Records of labeled points:
--- START ---

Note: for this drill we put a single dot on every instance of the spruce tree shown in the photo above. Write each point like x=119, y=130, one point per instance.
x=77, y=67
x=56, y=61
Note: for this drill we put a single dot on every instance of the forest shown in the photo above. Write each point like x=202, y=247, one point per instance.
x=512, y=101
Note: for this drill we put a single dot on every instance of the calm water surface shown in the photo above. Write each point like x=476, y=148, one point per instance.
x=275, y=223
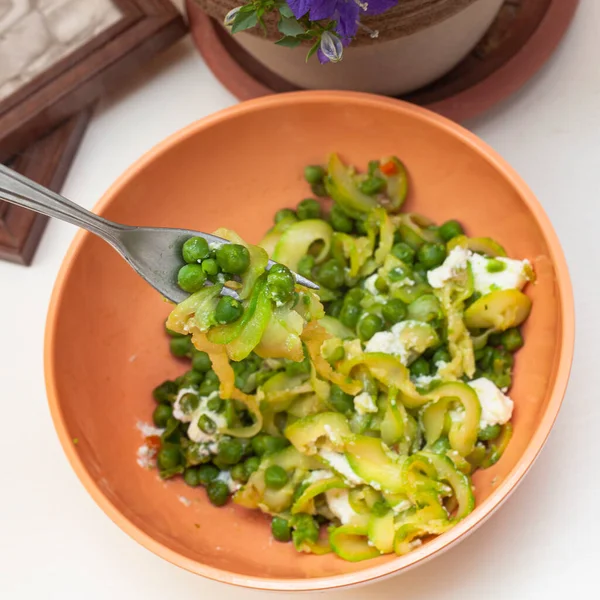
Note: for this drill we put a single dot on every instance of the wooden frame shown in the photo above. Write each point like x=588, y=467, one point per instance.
x=47, y=161
x=77, y=80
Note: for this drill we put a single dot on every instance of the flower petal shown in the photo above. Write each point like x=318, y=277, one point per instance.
x=376, y=7
x=299, y=7
x=323, y=9
x=347, y=17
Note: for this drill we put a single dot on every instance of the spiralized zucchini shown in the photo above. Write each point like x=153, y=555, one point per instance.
x=354, y=417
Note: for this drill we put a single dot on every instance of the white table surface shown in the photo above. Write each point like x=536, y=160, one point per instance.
x=56, y=543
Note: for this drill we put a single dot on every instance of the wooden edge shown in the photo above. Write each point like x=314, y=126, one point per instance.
x=47, y=162
x=80, y=86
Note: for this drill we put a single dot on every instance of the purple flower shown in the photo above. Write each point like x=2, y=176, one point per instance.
x=346, y=13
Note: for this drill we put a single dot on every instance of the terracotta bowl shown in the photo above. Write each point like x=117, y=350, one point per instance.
x=105, y=347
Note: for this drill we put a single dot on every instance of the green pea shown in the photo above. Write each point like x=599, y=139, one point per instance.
x=333, y=309
x=189, y=403
x=195, y=249
x=484, y=357
x=340, y=221
x=394, y=310
x=280, y=529
x=165, y=392
x=450, y=229
x=491, y=432
x=305, y=266
x=368, y=326
x=420, y=367
x=180, y=346
x=404, y=252
x=190, y=476
x=350, y=314
x=233, y=258
x=210, y=266
x=399, y=274
x=420, y=273
x=217, y=492
x=230, y=451
x=238, y=473
x=318, y=189
x=308, y=208
x=331, y=274
x=168, y=457
x=207, y=473
x=512, y=339
x=280, y=283
x=275, y=477
x=201, y=361
x=431, y=255
x=410, y=236
x=284, y=213
x=441, y=355
x=426, y=308
x=191, y=278
x=314, y=173
x=215, y=405
x=228, y=310
x=251, y=465
x=495, y=266
x=172, y=333
x=372, y=185
x=162, y=413
x=191, y=379
x=340, y=400
x=336, y=355
x=306, y=529
x=381, y=285
x=206, y=424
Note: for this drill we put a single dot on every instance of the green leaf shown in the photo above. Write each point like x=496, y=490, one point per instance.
x=290, y=26
x=288, y=41
x=313, y=49
x=244, y=20
x=285, y=10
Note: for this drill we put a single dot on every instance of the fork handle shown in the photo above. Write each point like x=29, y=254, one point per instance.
x=22, y=191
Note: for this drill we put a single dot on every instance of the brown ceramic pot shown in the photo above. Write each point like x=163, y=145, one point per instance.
x=413, y=49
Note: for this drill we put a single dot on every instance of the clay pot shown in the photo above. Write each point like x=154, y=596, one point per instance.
x=405, y=58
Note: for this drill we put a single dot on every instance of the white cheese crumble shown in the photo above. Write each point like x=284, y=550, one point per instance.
x=177, y=411
x=364, y=403
x=148, y=430
x=423, y=380
x=396, y=341
x=339, y=463
x=339, y=504
x=455, y=262
x=194, y=432
x=225, y=477
x=146, y=457
x=512, y=277
x=318, y=475
x=496, y=408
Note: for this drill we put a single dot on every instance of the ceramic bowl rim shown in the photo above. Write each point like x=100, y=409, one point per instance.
x=441, y=543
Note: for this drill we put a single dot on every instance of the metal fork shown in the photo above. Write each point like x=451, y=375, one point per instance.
x=153, y=252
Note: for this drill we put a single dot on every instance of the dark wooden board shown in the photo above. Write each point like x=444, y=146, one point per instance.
x=46, y=161
x=76, y=81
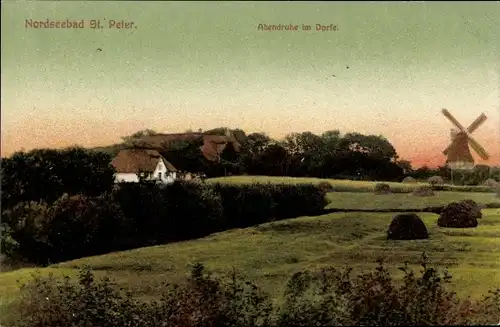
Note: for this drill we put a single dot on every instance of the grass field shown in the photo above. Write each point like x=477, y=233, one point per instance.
x=362, y=201
x=270, y=253
x=340, y=185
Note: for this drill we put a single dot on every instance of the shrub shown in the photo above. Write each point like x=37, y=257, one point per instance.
x=297, y=200
x=382, y=188
x=436, y=180
x=50, y=301
x=246, y=205
x=79, y=226
x=423, y=191
x=475, y=208
x=25, y=236
x=407, y=226
x=409, y=180
x=314, y=298
x=458, y=215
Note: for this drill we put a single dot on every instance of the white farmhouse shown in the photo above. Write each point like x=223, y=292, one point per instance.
x=129, y=163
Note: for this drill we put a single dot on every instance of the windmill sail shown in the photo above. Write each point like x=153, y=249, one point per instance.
x=459, y=155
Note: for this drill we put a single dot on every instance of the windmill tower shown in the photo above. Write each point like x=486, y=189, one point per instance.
x=459, y=156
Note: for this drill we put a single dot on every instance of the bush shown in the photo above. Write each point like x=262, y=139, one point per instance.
x=409, y=180
x=475, y=208
x=297, y=200
x=25, y=236
x=315, y=298
x=382, y=188
x=423, y=191
x=326, y=186
x=458, y=215
x=436, y=180
x=490, y=182
x=407, y=226
x=246, y=205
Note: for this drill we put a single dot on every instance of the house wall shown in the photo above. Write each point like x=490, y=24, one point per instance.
x=166, y=176
x=126, y=177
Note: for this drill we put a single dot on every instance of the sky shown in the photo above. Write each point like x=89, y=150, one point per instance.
x=388, y=69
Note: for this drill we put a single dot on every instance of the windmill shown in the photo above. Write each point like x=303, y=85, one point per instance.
x=458, y=154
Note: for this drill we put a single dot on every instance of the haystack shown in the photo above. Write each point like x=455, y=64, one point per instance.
x=407, y=226
x=436, y=180
x=325, y=186
x=458, y=215
x=491, y=183
x=382, y=188
x=475, y=207
x=423, y=191
x=409, y=180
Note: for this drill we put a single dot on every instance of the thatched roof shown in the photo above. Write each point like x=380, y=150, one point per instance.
x=134, y=160
x=213, y=145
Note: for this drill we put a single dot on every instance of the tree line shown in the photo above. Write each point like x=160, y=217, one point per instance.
x=47, y=174
x=328, y=155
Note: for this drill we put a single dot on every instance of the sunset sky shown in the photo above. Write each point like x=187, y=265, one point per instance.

--- END ---

Turn all of the records into a numbered list, skipping any blank lines. Leave the pictures out of your answer.

THE RESPONSE:
1. Note: for this drill we put a single dot on every instance of the spruce tree shown in the photo above. Write each point like x=119, y=130, one point per instance.
2. x=77, y=67
3. x=56, y=61
4. Note: for this drill we put a single dot on every instance of the forest shown in the photo above. Write each point like x=202, y=247, one point per instance.
5. x=512, y=101
6. Note: for this drill we put a single dot on every instance of the calm water surface shown in the photo above. Write each point like x=476, y=148, one point per instance.
7. x=275, y=223
8. Note: for this drill we put a single dot on every instance of the wooden frame shown in the photo above. Write each point like x=588, y=467, one point per instance.
9. x=47, y=161
10. x=77, y=80
11. Note: for this drill we put a single dot on every instance of the flower petal shown in the photo above. Write each point like x=318, y=277, one point per instance.
12. x=376, y=7
13. x=299, y=7
14. x=323, y=9
15. x=347, y=17
16. Note: for this drill we put a single dot on every instance of the spiralized zucchini shown in the photo above. Write each point like x=153, y=555, one point per instance.
17. x=354, y=417
18. Note: for this drill we put a single dot on every instance of the white table surface shown in the photo above. Write each point like x=536, y=160, one point per instance.
19. x=56, y=543
20. Note: for this drill we put a single dot on every instance of the wooden edge shown in the photo above. Write each point like x=314, y=126, one point per instance.
21. x=47, y=162
22. x=80, y=86
23. Note: for this drill we put a single dot on every instance of the purple flower shown in the photo above. Write each point like x=2, y=176, one point per instance.
24. x=346, y=13
25. Note: for this drill we put a single dot on every instance of the terracotta bowl shown in the photo above. Write each point like x=117, y=350, one point per instance.
26. x=105, y=347
27. Note: for this drill we put a single dot on every instance of the green pea shown in the photo above. Write each point like x=599, y=139, one point per instance.
28. x=333, y=309
29. x=189, y=403
30. x=195, y=249
31. x=484, y=357
32. x=340, y=221
33. x=394, y=310
34. x=280, y=529
35. x=165, y=392
36. x=450, y=229
37. x=491, y=432
38. x=305, y=266
39. x=368, y=326
40. x=420, y=367
41. x=180, y=346
42. x=404, y=252
43. x=190, y=476
44. x=350, y=314
45. x=233, y=258
46. x=210, y=266
47. x=399, y=274
48. x=420, y=273
49. x=217, y=492
50. x=230, y=451
51. x=238, y=473
52. x=318, y=189
53. x=308, y=208
54. x=331, y=274
55. x=168, y=457
56. x=207, y=473
57. x=512, y=339
58. x=280, y=283
59. x=275, y=477
60. x=201, y=361
61. x=431, y=255
62. x=410, y=236
63. x=284, y=213
64. x=441, y=355
65. x=426, y=308
66. x=191, y=278
67. x=314, y=173
68. x=215, y=405
69. x=228, y=310
70. x=251, y=465
71. x=495, y=266
72. x=172, y=333
73. x=372, y=185
74. x=162, y=413
75. x=191, y=379
76. x=340, y=400
77. x=336, y=355
78. x=306, y=529
79. x=381, y=285
80. x=206, y=424
81. Note: for this drill we put a single dot on every instance of the green leaf shown in the photo above. Write each point like x=496, y=490, one point per instance.
82. x=290, y=26
83. x=288, y=41
84. x=313, y=49
85. x=244, y=20
86. x=285, y=10
87. Note: for this drill we put a single dot on every instance of the fork handle shown in the photo above. Write each point like x=29, y=254, one point per instance.
88. x=22, y=191
89. Note: for this drill we put a single dot on every instance of the brown ceramic pot shown in the photo above. Write each point like x=163, y=145, one point per instance.
90. x=413, y=49
91. Note: for this drill we put a single dot on every instance of the clay pot shown in the photo above. Write each point like x=154, y=596, one point per instance.
92. x=405, y=58
93. Note: for this drill we put a single dot on every instance of the white cheese crumble shown in the photo above. Write each point like x=284, y=550, one point per instance.
94. x=177, y=411
95. x=364, y=403
96. x=148, y=430
97. x=423, y=380
98. x=396, y=341
99. x=339, y=463
100. x=339, y=504
101. x=455, y=262
102. x=194, y=432
103. x=225, y=477
104. x=146, y=457
105. x=512, y=277
106. x=318, y=475
107. x=496, y=408
108. Note: for this drill we put a single dot on every instance of the ceramic bowl rim shown in the photo above. Write each point like x=100, y=409, one point per instance.
109. x=441, y=543
110. Note: for this drill we put a single dot on every instance of the metal fork shown in the photo above. Write each point like x=451, y=375, one point per instance.
111. x=153, y=252
112. Note: for this drill we put a single dot on every instance of the dark wooden board shown in the photo above. Write each point like x=444, y=146, one point per instance.
113. x=46, y=161
114. x=76, y=81
115. Note: for this drill we put a single dot on every instance of the grass field shown in the photo above. Write each point like x=477, y=233, one point per instance.
116. x=362, y=201
117. x=270, y=253
118. x=340, y=185
119. Note: for this drill we put a single dot on every instance of the shrub shown in the photo above. Write each point like x=37, y=257, one point per instance.
120. x=297, y=200
121. x=382, y=188
122. x=436, y=180
123. x=50, y=301
124. x=246, y=205
125. x=79, y=226
126. x=423, y=191
127. x=475, y=208
128. x=25, y=236
129. x=407, y=226
130. x=409, y=180
131. x=314, y=298
132. x=458, y=215
133. Note: for this drill we put a single dot on every instance of the white farmhouse shown in the photo above. Write each point like x=223, y=292, one point per instance.
134. x=129, y=163
135. Note: for this drill we put a single dot on every instance of the windmill sail shown in the photo above. Write each point like x=153, y=249, one point per instance.
136. x=459, y=155
137. Note: for this drill we put a single dot on every instance of the windmill tower shown in the photo above. Write each point like x=486, y=189, one point per instance.
138. x=459, y=156
139. Note: for this drill we put a single dot on every instance of the bush shown in the photo above. Write each point like x=262, y=139, one point per instance.
140. x=409, y=180
141. x=475, y=208
142. x=297, y=200
143. x=25, y=236
144. x=315, y=298
145. x=382, y=188
146. x=423, y=191
147. x=326, y=186
148. x=458, y=215
149. x=436, y=180
150. x=490, y=182
151. x=407, y=226
152. x=246, y=205
153. Note: for this drill we put a single dot on every instance of the house wall shown in the photo above. Write each point like x=490, y=24, one point per instance.
154. x=166, y=176
155. x=126, y=177
156. Note: for this drill we put a single dot on every instance of the sky shown in the photo above. Write each point like x=89, y=150, one point per instance.
157. x=388, y=69
158. Note: for this drill we put a single dot on every instance of the windmill shown in the photo above. Write each point like x=303, y=85, one point per instance.
159. x=458, y=154
160. Note: for this drill we put a single dot on every instance of the haystack shown in the photo above. Write each point like x=455, y=64, one point per instance.
161. x=407, y=226
162. x=436, y=180
163. x=325, y=186
164. x=458, y=215
165. x=491, y=183
166. x=382, y=188
167. x=475, y=207
168. x=423, y=191
169. x=409, y=180
170. Note: for this drill we put a single dot on every instance of the thatched roof shown in the photo above. Write each point like x=380, y=150, one point per instance.
171. x=134, y=160
172. x=213, y=145
173. Note: for this drill we put a single dot on every instance of the tree line shown in the photo above. Write each point like x=160, y=217, one point per instance.
174. x=47, y=174
175. x=328, y=155
176. Note: for this drill we put a single dot on every instance of the sunset sky shown in the photo above. Write each point like x=187, y=265, one point per instance.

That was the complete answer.